**WHAT THE TASK ASKS**:
Rewrite the records from the line containing "trace target=dry grass" through the last line, including both ends, and add 76 to every coordinate in the outlines.

## start

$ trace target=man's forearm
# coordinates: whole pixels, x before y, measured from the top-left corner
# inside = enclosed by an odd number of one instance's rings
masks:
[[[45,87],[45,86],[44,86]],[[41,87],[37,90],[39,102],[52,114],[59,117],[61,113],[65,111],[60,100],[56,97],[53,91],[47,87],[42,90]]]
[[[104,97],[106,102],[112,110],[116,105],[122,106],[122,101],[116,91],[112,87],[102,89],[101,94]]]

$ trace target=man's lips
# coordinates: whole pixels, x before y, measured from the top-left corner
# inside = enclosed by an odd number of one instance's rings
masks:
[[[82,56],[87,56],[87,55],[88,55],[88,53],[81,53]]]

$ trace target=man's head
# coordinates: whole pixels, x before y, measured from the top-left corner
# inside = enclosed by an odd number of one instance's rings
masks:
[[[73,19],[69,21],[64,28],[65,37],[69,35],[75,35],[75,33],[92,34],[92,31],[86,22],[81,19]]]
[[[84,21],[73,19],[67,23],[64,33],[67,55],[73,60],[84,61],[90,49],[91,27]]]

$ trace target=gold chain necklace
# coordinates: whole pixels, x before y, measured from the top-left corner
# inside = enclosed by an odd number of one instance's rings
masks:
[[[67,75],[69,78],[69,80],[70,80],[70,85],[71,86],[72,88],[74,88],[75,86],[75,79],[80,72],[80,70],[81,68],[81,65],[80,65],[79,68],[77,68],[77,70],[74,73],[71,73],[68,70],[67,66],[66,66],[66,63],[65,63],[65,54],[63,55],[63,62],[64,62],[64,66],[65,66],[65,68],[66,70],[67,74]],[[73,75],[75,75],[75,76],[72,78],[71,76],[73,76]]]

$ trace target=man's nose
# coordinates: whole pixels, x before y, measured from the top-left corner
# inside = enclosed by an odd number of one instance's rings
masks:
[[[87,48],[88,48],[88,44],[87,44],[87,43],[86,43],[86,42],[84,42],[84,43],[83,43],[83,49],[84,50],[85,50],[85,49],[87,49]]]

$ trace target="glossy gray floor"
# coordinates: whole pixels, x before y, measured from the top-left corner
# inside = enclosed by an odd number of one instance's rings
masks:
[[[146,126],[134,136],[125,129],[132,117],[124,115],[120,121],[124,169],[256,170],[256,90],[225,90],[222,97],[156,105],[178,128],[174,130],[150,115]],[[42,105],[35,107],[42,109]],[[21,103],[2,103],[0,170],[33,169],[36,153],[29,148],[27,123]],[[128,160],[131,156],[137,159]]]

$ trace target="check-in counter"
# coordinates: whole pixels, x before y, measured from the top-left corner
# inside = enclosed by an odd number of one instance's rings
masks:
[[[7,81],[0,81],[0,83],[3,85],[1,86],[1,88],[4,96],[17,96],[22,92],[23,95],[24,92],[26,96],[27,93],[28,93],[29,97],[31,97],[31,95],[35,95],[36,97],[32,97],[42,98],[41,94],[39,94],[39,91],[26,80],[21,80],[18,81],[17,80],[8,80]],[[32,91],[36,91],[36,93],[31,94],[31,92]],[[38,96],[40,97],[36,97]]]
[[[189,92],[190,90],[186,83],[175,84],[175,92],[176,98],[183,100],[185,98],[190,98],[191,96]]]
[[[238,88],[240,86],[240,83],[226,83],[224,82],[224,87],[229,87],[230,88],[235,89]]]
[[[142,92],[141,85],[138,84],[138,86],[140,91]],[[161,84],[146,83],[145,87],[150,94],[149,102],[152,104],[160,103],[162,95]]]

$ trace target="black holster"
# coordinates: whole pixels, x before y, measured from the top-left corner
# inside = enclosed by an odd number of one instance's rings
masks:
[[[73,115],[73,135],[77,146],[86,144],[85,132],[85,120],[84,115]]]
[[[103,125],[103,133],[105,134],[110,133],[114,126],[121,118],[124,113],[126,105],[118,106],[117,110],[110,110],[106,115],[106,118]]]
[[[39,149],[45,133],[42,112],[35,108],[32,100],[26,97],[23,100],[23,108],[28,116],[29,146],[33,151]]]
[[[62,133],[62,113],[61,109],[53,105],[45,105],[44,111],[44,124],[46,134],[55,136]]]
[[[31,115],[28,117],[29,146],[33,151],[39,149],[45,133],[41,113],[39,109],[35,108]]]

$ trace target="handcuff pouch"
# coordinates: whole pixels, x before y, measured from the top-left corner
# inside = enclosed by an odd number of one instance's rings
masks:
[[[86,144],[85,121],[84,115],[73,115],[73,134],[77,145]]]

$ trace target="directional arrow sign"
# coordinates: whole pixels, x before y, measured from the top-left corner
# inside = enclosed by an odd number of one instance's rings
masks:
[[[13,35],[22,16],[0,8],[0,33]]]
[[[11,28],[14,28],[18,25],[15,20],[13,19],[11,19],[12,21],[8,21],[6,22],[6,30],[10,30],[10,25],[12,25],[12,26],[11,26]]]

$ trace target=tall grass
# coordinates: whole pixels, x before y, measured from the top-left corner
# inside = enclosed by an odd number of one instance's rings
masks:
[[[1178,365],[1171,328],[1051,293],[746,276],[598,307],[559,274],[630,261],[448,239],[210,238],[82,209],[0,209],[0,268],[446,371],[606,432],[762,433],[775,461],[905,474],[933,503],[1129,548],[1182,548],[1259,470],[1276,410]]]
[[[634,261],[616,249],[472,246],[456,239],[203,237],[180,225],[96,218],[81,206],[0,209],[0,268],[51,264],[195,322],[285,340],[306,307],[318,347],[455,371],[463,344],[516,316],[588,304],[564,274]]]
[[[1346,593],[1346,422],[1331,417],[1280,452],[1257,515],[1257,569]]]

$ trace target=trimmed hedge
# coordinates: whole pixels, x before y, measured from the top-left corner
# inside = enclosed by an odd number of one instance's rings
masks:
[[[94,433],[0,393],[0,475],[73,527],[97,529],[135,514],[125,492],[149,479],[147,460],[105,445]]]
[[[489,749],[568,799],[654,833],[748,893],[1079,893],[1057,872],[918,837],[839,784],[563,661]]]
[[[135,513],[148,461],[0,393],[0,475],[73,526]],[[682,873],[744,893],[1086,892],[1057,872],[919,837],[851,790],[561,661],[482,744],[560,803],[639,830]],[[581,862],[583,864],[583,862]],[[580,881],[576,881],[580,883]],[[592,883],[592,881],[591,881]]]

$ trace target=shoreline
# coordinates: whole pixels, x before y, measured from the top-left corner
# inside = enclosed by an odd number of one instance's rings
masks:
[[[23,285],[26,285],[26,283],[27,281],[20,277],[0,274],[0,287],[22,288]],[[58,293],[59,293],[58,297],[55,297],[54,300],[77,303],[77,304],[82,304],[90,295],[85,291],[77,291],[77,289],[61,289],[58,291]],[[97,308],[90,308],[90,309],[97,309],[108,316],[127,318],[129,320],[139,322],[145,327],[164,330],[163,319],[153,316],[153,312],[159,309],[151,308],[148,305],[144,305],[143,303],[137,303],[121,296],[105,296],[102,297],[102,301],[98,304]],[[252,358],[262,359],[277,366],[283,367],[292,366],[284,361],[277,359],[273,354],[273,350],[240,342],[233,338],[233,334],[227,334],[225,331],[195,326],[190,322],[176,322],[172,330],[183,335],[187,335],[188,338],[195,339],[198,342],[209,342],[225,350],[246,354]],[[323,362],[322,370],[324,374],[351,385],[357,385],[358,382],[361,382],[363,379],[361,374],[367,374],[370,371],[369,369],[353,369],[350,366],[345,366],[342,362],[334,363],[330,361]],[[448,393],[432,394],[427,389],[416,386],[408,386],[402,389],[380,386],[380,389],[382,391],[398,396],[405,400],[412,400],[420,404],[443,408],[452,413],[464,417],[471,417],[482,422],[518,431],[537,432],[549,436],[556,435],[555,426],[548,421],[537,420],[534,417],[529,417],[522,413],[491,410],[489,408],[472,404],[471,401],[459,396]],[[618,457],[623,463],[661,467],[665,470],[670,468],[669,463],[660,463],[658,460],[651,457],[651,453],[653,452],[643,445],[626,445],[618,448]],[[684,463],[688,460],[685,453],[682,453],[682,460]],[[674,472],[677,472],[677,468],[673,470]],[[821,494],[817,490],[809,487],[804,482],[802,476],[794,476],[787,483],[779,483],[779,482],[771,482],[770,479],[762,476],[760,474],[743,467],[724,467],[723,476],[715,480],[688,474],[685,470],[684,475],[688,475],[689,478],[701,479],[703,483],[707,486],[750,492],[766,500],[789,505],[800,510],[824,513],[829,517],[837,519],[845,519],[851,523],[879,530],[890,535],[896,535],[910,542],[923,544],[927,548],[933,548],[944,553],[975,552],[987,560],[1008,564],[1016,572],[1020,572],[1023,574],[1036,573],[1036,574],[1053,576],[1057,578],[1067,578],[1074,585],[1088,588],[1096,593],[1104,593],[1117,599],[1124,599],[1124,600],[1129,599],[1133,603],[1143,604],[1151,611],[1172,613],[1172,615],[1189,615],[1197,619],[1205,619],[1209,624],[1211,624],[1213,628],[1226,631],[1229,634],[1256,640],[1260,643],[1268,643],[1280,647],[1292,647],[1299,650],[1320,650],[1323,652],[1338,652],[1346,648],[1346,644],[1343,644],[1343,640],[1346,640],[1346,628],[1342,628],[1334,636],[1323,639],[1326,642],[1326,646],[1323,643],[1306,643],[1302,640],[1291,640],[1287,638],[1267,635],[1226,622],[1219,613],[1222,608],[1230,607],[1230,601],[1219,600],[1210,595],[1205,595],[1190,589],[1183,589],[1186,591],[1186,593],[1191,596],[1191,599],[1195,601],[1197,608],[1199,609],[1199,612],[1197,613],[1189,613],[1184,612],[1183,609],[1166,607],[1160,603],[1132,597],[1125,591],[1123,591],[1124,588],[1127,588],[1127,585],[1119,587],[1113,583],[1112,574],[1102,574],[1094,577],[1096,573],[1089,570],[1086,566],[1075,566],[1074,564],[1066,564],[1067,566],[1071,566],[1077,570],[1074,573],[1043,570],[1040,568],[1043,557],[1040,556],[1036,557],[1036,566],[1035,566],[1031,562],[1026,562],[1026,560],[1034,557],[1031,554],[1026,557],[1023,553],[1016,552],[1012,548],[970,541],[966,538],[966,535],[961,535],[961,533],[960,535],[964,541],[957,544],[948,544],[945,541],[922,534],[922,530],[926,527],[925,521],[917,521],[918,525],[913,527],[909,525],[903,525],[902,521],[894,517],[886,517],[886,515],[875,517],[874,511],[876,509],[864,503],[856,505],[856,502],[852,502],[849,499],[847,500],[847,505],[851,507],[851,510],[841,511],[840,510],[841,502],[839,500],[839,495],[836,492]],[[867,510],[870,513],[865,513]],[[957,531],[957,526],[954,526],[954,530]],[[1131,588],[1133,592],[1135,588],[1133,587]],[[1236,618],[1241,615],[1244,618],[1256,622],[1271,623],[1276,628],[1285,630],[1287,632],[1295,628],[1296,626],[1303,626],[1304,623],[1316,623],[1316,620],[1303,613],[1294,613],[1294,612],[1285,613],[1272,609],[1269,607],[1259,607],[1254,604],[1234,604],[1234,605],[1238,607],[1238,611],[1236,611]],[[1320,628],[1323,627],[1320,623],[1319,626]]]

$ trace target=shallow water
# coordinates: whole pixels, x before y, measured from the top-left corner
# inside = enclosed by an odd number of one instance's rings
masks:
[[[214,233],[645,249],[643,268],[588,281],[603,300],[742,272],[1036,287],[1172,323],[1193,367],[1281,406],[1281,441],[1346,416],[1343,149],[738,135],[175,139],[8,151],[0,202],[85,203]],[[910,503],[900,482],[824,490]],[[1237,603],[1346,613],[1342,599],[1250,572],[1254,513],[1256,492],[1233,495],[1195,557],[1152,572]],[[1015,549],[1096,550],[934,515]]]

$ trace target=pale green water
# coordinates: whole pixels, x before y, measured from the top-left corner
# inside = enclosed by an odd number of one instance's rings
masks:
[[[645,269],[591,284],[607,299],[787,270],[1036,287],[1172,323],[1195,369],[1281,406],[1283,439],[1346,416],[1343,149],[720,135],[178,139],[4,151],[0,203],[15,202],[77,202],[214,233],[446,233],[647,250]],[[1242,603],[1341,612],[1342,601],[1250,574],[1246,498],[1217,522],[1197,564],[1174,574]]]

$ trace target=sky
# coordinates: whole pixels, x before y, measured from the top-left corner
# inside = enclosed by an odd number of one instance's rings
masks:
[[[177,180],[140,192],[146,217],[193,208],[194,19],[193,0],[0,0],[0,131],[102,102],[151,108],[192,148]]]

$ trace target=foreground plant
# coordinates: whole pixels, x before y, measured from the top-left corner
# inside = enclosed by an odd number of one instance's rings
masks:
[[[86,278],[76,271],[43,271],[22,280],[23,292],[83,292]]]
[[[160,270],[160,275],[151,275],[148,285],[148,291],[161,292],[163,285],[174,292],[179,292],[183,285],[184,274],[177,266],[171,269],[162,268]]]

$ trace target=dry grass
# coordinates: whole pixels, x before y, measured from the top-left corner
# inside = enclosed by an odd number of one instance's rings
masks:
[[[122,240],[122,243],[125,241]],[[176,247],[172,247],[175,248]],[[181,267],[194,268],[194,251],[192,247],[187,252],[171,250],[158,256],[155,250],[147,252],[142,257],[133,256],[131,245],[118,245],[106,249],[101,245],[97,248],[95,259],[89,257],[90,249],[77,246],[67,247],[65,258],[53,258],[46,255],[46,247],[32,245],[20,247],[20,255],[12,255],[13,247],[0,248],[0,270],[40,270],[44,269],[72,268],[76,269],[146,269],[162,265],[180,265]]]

## end

**PROBLEM SOLUTION**:
$ trace target=dry grass
# coordinates: whole pixels, x before y, measured from the top-left corner
# inside = enclosed by an odd number of one instance's rings
masks:
[[[198,316],[198,319],[201,317]],[[252,323],[248,323],[251,324]],[[257,343],[270,344],[270,327],[268,323],[263,328],[247,326],[234,332],[231,326],[223,328],[218,333],[209,332],[207,321],[194,321],[182,325],[177,321],[173,324],[171,335],[165,333],[166,325],[153,322],[143,323],[141,334],[129,334],[122,331],[122,323],[108,321],[96,323],[96,331],[88,331],[89,323],[76,324],[76,346],[116,346],[120,345],[148,344],[152,345],[222,345],[238,341],[256,341]]]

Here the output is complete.